## Objective
Find each line in the material that contains the word "target", and copy those lines in full.
☆ ☆ ☆ ☆ ☆
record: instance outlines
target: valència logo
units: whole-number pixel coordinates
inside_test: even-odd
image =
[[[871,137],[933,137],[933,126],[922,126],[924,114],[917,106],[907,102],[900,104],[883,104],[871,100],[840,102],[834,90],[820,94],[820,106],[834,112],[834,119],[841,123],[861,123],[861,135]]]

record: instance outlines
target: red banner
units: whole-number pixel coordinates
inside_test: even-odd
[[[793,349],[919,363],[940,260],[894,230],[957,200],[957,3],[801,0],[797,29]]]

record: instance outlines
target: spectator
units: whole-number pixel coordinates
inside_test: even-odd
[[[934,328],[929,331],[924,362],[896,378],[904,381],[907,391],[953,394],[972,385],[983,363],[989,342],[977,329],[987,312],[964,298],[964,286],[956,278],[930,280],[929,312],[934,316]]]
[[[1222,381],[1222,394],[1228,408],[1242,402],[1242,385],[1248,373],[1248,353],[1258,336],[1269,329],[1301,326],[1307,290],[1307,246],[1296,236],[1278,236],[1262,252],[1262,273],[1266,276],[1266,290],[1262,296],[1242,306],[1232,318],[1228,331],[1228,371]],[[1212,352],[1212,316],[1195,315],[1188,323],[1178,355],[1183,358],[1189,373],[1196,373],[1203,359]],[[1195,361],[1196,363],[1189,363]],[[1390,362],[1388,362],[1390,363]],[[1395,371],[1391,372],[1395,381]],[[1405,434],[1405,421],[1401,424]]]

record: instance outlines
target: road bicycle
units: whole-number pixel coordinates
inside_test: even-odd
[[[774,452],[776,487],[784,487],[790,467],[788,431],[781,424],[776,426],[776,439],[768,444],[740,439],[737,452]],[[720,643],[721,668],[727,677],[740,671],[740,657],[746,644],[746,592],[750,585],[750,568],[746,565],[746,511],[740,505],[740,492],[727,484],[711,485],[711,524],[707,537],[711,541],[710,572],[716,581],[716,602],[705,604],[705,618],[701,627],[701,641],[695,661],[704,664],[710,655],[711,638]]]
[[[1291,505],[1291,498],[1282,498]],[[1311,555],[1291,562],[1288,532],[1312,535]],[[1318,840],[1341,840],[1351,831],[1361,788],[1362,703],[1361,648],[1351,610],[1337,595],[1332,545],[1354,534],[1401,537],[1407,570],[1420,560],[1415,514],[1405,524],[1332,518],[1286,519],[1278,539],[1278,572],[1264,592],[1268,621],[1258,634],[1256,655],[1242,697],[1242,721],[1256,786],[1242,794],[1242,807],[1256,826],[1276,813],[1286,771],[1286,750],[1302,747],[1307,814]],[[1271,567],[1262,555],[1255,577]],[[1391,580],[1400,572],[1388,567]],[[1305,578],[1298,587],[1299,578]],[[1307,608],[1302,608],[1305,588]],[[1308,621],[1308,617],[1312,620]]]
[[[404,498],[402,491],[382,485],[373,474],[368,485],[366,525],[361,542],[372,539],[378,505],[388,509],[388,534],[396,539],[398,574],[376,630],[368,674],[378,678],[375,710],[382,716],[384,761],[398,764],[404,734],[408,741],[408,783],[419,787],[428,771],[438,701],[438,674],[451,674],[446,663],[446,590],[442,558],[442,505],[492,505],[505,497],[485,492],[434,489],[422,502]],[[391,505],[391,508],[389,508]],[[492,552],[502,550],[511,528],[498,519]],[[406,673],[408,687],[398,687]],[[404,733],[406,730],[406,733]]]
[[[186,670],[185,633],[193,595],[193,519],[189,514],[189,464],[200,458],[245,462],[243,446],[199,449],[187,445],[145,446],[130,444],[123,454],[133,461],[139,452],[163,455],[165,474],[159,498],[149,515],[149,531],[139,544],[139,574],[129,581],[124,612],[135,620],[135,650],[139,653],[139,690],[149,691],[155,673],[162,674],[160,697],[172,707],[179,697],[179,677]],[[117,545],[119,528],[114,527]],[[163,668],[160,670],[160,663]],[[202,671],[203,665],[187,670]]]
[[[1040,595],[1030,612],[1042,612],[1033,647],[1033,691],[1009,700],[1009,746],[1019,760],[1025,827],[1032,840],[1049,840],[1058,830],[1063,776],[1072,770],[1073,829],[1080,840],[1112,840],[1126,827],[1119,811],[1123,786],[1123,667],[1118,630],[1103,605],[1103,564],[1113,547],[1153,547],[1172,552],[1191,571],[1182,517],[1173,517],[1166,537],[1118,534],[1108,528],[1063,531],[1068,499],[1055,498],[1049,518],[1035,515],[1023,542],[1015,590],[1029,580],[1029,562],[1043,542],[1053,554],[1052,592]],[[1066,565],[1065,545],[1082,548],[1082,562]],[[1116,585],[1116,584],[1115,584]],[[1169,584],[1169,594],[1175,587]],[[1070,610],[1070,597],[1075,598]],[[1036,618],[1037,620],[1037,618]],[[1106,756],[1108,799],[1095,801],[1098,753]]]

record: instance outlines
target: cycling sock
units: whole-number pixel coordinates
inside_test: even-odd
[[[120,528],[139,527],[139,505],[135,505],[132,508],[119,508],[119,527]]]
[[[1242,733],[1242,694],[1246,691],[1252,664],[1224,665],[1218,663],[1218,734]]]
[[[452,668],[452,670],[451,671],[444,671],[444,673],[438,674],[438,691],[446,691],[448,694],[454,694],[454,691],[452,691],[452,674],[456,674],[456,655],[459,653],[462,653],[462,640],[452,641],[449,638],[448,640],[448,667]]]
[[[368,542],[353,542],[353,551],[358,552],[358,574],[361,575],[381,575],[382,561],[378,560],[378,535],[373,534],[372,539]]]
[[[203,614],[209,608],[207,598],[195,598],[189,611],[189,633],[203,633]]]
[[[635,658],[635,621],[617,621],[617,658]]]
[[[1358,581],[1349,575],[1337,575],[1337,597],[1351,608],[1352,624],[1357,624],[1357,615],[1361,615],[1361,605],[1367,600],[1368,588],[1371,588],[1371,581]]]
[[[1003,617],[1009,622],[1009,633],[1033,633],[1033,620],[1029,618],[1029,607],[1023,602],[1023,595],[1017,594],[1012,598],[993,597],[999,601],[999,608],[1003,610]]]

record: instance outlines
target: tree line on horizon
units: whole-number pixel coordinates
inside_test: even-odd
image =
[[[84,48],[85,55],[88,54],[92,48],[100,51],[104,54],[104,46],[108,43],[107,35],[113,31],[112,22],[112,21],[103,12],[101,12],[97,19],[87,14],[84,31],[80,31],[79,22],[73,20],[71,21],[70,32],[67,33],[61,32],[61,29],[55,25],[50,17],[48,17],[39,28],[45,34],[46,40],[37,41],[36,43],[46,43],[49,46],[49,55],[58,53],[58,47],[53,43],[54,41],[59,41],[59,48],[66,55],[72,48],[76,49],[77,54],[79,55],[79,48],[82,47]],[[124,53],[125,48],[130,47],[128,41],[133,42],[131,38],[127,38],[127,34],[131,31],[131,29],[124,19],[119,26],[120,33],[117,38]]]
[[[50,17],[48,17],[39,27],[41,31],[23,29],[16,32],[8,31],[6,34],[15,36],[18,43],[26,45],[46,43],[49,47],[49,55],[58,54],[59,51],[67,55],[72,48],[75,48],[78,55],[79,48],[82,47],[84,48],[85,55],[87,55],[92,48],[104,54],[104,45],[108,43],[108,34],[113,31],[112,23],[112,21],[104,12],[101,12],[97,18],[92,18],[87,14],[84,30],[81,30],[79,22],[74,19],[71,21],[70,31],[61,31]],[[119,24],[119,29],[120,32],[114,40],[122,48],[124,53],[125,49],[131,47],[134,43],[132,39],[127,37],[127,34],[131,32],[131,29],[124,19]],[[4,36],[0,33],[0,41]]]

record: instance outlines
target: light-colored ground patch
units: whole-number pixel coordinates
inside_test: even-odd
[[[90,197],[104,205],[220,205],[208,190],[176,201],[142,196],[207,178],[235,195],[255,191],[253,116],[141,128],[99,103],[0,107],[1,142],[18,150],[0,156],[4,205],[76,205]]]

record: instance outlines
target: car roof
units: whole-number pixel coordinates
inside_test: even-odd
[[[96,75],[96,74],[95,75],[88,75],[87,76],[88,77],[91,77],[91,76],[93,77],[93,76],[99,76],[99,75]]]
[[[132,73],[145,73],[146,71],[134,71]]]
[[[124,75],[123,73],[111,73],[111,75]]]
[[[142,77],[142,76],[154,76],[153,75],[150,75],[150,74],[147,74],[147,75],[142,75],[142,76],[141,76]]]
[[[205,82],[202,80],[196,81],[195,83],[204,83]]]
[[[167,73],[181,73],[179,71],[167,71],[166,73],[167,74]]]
☆ ☆ ☆ ☆ ☆
## Task answer
target: valència logo
target: red banner
target: spectator
target: road bicycle
target: cycling sock
target: tree line on horizon
target: light-colored ground patch
target: car roof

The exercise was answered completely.